> _AIM OF THE TASK_
Restrict the output to the lines below starting at the one that contains "negative clicks: (604, 304)" and ending at the one that contains "box: [733, 332, 800, 362]", and restate them word for word, both ends included.

> _DATASET EXCERPTS_
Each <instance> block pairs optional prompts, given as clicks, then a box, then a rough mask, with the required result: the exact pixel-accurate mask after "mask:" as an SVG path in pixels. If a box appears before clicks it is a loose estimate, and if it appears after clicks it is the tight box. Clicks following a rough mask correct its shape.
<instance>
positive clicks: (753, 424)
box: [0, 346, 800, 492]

...

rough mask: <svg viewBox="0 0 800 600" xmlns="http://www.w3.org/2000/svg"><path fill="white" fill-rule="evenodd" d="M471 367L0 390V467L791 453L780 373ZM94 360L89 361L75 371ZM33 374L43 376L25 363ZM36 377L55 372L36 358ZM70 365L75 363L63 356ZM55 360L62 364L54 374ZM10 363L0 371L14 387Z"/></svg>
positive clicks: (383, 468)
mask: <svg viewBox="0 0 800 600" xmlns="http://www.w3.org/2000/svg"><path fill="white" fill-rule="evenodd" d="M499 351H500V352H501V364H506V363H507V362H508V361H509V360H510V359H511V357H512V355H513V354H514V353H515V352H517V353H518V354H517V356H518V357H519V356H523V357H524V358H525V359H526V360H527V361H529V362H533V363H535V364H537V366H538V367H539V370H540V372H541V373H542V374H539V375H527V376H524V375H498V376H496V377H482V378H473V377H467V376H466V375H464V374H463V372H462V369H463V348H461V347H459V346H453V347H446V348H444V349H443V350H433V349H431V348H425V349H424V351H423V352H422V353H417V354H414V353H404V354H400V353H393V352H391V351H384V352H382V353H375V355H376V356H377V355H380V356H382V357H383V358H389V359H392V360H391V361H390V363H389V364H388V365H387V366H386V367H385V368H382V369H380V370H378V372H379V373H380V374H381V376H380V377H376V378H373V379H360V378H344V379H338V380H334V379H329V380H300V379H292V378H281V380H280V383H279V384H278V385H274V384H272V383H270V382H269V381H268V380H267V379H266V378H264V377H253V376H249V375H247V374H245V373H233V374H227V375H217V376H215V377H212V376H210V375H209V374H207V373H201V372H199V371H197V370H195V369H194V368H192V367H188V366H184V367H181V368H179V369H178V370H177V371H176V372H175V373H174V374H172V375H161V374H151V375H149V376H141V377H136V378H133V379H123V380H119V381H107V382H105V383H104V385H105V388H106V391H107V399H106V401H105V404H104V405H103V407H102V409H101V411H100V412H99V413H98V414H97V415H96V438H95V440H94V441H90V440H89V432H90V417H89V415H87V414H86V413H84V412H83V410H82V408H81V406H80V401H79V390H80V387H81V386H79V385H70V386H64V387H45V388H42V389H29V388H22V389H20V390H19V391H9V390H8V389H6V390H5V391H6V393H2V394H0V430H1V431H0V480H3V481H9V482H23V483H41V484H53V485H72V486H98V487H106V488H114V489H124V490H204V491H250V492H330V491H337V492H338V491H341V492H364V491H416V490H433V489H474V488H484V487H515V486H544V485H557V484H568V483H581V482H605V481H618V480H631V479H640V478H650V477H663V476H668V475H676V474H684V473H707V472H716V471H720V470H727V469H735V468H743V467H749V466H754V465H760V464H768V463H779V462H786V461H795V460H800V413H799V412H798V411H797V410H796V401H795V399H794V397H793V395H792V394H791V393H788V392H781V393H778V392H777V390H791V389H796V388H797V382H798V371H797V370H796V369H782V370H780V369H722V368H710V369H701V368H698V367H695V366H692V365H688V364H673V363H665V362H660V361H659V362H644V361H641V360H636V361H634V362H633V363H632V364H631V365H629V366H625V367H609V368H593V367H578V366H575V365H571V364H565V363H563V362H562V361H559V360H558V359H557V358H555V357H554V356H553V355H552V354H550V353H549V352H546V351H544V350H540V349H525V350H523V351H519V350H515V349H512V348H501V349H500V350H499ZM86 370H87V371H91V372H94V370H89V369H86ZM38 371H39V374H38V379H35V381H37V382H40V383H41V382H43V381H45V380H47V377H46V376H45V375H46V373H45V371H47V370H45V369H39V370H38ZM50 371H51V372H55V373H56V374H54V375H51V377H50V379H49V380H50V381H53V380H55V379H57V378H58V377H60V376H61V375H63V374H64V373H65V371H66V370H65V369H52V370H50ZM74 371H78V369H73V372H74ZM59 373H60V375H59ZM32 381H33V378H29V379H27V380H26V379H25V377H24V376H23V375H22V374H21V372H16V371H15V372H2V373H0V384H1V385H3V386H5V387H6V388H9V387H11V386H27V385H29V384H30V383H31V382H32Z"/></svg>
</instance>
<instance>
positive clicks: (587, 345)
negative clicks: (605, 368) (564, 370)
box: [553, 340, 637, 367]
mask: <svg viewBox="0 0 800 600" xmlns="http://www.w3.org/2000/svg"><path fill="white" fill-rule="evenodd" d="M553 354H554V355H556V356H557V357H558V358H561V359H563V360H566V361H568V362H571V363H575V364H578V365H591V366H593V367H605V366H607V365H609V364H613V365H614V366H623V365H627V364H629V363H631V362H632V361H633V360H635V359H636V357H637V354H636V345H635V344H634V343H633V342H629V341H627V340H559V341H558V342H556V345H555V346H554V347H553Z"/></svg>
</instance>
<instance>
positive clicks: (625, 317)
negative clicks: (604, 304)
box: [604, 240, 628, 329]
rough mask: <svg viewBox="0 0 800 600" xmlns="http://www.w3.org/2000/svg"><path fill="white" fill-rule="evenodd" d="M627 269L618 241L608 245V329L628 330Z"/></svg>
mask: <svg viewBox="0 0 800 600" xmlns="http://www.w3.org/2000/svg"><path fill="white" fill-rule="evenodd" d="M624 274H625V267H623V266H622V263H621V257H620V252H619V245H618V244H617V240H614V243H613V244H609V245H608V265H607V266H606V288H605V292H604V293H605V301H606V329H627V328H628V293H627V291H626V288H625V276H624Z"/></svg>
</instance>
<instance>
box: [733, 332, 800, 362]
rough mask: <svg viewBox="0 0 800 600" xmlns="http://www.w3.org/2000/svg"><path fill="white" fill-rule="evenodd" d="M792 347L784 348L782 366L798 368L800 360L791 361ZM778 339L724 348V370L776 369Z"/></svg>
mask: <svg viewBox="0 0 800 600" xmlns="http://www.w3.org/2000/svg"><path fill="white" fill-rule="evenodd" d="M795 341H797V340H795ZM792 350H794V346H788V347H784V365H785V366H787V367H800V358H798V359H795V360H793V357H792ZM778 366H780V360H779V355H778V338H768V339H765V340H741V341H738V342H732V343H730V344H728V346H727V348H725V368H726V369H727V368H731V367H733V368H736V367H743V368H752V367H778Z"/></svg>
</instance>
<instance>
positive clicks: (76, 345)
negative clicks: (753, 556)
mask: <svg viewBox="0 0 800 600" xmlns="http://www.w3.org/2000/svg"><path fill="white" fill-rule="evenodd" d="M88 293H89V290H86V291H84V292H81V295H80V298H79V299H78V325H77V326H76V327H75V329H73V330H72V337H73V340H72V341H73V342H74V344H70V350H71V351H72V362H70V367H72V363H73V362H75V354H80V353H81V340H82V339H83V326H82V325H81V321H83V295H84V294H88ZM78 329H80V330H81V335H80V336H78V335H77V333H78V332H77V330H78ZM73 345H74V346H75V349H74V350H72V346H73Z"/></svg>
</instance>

--

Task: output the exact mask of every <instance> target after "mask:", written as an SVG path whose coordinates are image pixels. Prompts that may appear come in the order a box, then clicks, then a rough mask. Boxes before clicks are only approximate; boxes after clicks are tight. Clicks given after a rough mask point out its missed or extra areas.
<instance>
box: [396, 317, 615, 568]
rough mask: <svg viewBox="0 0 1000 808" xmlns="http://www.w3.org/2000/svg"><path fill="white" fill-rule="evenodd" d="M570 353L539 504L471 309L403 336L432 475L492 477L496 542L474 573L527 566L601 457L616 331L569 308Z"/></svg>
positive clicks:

> _WORKED SOLUTION_
negative clicks: (604, 304)
box: [604, 240, 628, 329]
rough mask: <svg viewBox="0 0 800 600" xmlns="http://www.w3.org/2000/svg"><path fill="white" fill-rule="evenodd" d="M627 269L618 241L608 245V329L628 330Z"/></svg>
mask: <svg viewBox="0 0 800 600" xmlns="http://www.w3.org/2000/svg"><path fill="white" fill-rule="evenodd" d="M624 274H625V267H623V266H622V263H621V257H620V252H619V245H618V244H617V240H614V243H613V244H609V245H608V265H607V266H606V288H605V292H604V293H605V301H606V329H627V328H628V293H627V291H626V288H625V276H624Z"/></svg>
</instance>
<instance>
box: [733, 332, 800, 362]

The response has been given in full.